Text segment:
Loneliness: the hidden, unspoken issue affecting middle-aged men
‘I sat down in our quiet house and realised I had not one person I could call. I cried’
Running around the playground, it’s a pretty simple sentence to say. But walking up to other adults and asking, “Do you want to be my friend?” isn’t a line that rolls off the tongue for most grown-ups.
Maybe it needs to be though, especially for middle-aged men.
It seems the biggest threat facing middle-aged men these days isn’t heart disease or obesity, it’s loneliness.
Middle-aged men are struggling with isolation because they find it difficult to maintain friendships as they age and it’s having a negative effect on their lives.
It’s bleeding into their mental health too.
Research from The Men’s Health Forum in Ireland (MHFI) last year found the suicide rate among middle-aged men (40-59 years old) in the Republic of Ireland is the highest of all age cohorts.
But what is it that stops men from making and maintaining long-term friendships?
Those childhood friendships and teenage alliances we all make tend to peter out as marriage, moving, career changes, families and life comes calling with its multiple demands. It leaves many of our friendships hanging in the balance and middle-aged men struggle the most.
Researchers have found that chances of friendlessness among men trebles by late middle age.
Barry Sheridan, who is CEO at the Irish Men’s Sheds Association, says this trend in men this age is like a hidden issue that is not spoken about a lot.
The men’s shed movement, which originated in Australia to promote the overall health of men, helps provide social spaces where men of all ages can gather and socialise.
“We all want to be part of something, whether it’s a place or the people we hang around with. But middle-aged men often tend to devote themselves to work and family and as they grow older they are almost displaced. They lose themselves and many feel a deep lack of connection.”
The aim of men’s sheds is to provide a social space for men of all ages to hang out together. “Our motto is ‘shoulder to shoulder’, because men are not always comfortable with face to face communication. A lot of men’s shed activities start side by side.”
Psychologists agree that men tend to rely on “shoulder-to-shoulder” friendships (doing things together), while women enjoy “face-to-face” friendships (honestly sharing thoughts and emotions).
Psychotherapist Phil Gormley has developed his counselling practice around this premise. He provides walk and talk therapy to his clients in the Phoenix Park or the mountains in Wicklow to take the pressure off opening up. “Men will go for a few pints or watch a match together but they don’t talk about any of the deeper stuff or feelings. When things get overwhelming for men, they don’t really have the skills or an outlet to express themselves and the pressure builds.”

Excerpted records:
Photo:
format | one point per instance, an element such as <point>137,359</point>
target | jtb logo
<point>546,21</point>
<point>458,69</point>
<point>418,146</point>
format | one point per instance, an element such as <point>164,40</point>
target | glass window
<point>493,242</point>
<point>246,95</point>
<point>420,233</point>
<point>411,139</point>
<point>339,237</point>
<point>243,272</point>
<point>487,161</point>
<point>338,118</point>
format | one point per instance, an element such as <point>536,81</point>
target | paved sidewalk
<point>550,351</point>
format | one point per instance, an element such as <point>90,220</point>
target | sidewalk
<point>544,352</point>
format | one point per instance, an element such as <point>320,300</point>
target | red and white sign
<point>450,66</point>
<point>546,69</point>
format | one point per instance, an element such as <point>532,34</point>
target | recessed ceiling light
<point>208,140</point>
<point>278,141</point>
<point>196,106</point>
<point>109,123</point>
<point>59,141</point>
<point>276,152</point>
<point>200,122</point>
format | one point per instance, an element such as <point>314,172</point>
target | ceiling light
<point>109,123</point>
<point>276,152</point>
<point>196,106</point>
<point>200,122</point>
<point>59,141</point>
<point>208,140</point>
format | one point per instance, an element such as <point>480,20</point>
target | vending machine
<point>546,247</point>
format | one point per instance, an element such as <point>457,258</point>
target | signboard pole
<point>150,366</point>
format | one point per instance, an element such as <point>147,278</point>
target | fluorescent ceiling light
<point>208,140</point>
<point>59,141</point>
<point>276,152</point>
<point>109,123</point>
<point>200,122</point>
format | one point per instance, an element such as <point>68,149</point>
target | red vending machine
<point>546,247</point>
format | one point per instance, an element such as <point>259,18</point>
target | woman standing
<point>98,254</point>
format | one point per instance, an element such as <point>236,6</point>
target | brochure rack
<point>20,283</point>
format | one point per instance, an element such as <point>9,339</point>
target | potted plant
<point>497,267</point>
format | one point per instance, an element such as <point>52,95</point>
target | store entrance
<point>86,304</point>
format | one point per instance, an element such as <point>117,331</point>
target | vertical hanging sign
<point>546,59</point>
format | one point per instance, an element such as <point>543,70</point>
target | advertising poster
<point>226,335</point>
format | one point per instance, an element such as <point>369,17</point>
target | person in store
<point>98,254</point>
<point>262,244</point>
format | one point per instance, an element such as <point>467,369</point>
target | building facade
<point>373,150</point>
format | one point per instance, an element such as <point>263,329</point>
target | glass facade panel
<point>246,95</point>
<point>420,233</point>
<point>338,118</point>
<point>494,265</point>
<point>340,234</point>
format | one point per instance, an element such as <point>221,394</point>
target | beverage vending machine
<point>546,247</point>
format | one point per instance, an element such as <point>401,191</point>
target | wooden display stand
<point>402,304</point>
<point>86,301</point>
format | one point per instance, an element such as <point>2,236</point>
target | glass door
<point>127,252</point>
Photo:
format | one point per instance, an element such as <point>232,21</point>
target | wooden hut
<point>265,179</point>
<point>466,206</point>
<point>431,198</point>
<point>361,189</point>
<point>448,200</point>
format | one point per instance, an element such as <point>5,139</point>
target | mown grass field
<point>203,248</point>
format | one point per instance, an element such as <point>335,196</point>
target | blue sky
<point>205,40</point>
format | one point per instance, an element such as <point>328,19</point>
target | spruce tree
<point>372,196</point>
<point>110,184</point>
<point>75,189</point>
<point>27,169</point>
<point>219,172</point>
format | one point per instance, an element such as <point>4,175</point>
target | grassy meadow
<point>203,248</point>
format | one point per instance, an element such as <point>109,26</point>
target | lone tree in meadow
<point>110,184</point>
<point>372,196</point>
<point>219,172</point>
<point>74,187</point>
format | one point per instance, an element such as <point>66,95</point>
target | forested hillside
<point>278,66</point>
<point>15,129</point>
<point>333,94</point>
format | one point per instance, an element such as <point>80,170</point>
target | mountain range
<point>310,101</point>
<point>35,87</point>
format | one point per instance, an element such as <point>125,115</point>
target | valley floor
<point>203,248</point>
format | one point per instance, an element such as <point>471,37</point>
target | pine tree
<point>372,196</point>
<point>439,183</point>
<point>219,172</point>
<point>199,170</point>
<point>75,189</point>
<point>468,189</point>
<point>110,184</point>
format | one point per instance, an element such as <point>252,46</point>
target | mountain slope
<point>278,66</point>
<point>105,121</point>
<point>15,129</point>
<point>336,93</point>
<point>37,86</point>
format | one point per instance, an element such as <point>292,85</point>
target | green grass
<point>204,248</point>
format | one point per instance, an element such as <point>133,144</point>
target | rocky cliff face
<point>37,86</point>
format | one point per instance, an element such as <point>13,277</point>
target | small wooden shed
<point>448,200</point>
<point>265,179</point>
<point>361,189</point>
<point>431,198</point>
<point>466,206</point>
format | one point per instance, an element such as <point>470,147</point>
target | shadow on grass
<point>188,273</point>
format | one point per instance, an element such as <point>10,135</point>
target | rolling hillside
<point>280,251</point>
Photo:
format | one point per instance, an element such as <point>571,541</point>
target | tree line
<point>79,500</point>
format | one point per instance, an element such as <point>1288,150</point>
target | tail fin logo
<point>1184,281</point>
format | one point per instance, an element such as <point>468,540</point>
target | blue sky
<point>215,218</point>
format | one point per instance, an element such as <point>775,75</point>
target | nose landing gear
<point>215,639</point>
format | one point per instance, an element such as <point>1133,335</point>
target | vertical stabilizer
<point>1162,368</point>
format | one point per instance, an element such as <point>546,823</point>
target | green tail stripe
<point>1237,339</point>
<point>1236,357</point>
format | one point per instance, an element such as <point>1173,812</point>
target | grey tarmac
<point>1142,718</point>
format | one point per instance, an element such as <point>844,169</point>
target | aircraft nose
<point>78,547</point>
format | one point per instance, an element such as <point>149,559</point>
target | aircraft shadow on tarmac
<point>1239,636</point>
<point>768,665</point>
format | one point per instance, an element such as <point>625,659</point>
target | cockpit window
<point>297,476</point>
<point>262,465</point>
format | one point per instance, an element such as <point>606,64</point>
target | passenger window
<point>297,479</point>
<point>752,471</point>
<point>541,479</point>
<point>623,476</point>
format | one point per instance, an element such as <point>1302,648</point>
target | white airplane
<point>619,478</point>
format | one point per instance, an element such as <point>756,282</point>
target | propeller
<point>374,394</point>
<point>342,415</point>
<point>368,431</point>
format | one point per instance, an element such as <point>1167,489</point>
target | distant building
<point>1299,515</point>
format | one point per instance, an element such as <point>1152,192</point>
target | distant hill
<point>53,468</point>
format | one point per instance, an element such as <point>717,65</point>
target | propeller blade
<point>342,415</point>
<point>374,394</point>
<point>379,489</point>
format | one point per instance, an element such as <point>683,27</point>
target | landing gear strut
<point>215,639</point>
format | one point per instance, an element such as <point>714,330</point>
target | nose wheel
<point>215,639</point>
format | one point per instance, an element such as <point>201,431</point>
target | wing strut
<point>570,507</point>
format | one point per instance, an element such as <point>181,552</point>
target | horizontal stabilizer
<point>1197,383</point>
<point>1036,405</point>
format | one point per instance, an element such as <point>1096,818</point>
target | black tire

Task requirements:
1. In the text on loneliness among middle-aged men, give the passage again from "It seems the" through "maintaining long-term friendships?", switching "obesity" to "diabetes".
2. Answer these questions from the text on loneliness among middle-aged men:
(a) What age range does the MHFI research use for middle-aged men?
(b) In which country did the men's shed movement originate?
(c) Where does Phil Gormley provide walk and talk therapy?
3. List every threat to middle-aged men named in the sentence of the text on loneliness that begins "It seems the biggest threat".

Task answers:
1.
It seems the biggest threat facing middle-aged men these days isn’t heart disease or diabetes, it’s loneliness.
Middle-aged men are struggling with isolation because they find it difficult to maintain friendships as they age and it’s having a negative effect on their lives.
It’s bleeding into their mental health too.
Research from The Men’s Health Forum in Ireland (MHFI) last year found the suicide rate among middle-aged men (40-59 years old) in the Republic of Ireland is the highest of all age cohorts.
But what is it that stops men from making and maintaining long-term friendships?

2.
(a) 40-59 years old
(b) Australia
(c) In the Phoenix Park or the mountains in Wicklow

3.
heart disease
obesity
loneliness